# [JOB]
Please copy the entries below word for word, from the line with "Hey, I was wondering if you could locate the concrete" to the line with "[237, 97, 277, 194]", including both of those lines. Omit any pictures from your copy.

# [THE DATA]
— begin —

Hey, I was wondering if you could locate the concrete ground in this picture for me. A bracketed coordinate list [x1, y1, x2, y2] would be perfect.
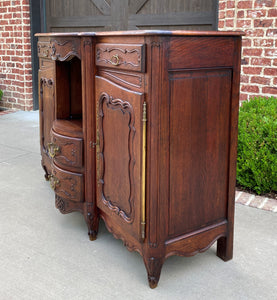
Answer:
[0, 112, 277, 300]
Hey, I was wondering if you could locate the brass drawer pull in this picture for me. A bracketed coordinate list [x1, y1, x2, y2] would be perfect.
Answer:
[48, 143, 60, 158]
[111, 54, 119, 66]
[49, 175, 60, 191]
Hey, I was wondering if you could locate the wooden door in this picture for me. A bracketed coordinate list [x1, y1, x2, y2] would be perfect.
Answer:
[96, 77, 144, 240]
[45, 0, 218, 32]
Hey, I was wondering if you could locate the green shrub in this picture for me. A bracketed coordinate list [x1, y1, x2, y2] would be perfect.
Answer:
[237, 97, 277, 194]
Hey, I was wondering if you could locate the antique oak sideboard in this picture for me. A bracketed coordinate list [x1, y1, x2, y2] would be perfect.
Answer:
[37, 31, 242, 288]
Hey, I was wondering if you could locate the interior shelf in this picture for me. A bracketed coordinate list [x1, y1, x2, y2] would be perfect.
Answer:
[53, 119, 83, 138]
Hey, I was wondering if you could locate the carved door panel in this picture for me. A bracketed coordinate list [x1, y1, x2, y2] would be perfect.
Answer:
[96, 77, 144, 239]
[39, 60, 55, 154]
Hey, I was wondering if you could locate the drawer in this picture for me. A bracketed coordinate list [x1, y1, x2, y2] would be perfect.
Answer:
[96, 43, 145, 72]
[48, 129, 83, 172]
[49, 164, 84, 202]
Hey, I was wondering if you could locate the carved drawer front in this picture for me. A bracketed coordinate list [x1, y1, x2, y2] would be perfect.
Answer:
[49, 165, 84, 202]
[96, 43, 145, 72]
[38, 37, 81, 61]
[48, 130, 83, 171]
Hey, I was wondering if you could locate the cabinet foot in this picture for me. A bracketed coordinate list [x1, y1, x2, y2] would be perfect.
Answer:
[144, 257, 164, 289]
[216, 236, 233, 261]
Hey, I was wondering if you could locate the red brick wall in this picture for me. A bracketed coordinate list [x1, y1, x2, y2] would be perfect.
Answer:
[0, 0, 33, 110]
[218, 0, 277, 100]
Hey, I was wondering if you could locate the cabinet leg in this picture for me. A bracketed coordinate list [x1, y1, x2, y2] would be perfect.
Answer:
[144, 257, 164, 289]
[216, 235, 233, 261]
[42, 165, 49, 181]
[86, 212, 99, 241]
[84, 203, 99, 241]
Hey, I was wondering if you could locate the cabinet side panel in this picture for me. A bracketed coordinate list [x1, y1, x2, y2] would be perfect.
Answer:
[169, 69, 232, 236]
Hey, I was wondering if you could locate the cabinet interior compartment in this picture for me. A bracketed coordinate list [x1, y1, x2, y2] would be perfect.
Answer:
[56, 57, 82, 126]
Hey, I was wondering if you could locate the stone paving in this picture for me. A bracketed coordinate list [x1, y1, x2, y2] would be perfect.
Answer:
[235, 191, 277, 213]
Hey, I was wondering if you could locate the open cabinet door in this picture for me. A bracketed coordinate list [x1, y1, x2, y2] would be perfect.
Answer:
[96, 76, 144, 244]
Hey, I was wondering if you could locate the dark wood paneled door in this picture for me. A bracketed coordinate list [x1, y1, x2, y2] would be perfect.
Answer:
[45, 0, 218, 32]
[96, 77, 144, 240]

— end —
— begin —

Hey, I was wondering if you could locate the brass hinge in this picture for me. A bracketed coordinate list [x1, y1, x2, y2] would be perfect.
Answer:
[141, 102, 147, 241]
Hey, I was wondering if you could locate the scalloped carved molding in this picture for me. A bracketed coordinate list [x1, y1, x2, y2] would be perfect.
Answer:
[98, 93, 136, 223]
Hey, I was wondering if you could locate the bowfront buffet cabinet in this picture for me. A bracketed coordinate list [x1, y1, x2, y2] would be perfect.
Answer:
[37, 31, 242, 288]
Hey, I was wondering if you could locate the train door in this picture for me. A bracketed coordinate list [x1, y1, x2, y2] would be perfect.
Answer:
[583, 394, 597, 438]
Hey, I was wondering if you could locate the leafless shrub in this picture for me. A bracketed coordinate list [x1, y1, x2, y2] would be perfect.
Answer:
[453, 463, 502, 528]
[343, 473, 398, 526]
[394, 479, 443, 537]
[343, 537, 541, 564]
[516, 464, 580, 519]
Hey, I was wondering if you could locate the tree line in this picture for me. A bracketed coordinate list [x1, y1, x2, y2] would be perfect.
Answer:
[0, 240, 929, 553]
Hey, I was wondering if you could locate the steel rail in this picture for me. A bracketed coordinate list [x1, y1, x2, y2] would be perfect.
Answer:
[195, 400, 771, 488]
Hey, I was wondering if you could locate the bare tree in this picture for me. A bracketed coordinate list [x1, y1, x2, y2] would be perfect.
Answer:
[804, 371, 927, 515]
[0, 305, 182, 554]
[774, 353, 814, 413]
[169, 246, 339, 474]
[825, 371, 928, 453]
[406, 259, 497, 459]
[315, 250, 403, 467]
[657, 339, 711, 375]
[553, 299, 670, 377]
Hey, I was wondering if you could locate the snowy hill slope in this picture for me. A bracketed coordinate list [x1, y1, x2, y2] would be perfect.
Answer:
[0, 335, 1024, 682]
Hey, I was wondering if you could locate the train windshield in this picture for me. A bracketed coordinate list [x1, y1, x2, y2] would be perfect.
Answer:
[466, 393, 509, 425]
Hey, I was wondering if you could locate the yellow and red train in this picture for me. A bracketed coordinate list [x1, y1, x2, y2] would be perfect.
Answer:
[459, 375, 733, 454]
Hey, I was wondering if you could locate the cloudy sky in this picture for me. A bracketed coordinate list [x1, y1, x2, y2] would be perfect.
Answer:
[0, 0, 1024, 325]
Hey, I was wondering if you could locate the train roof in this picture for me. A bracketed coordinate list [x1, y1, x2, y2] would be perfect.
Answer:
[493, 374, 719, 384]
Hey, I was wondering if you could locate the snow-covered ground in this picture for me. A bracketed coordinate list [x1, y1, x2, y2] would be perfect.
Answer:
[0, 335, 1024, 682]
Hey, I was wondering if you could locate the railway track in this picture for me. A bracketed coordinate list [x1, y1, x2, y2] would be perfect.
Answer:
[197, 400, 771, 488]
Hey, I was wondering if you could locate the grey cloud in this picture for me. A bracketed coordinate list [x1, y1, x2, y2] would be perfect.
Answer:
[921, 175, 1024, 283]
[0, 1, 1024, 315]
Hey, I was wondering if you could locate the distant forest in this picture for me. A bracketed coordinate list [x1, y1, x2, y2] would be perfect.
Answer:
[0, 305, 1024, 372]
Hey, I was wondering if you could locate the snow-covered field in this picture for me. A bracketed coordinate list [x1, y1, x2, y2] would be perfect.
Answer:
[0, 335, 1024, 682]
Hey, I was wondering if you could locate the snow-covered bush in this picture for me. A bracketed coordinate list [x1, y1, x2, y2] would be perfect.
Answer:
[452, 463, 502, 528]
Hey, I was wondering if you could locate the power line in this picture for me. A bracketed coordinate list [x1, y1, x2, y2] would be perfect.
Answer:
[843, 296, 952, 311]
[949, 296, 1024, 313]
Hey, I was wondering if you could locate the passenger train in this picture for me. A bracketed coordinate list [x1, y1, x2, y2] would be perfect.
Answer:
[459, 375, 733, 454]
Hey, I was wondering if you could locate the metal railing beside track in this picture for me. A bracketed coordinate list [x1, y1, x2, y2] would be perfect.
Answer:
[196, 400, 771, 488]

— end —

# [TASK OUTPUT]
Hey, I was wondering if you could locate the concrete ground in this picture for me. A bracketed coordinate list [x1, y1, x2, y2] would be perfect.
Answer:
[0, 112, 277, 300]
Hey, I was wondering if you could locate the brass drawer pull in this picture for me. A bracketed coordinate list [x1, y1, x2, y2] would be perfect.
Answer:
[48, 143, 60, 158]
[111, 54, 119, 66]
[49, 175, 60, 191]
Hey, I was wondering if you could locate the wooden door in this picture for me. A bracketed coordinate list [x1, y1, x2, y2] would be perfect.
Answer:
[96, 77, 144, 240]
[45, 0, 218, 32]
Hey, I was wondering if you could locate the green shrub in this picture for me. A bracketed coordinate list [x1, y1, x2, y2] would be perfect.
Answer:
[237, 97, 277, 194]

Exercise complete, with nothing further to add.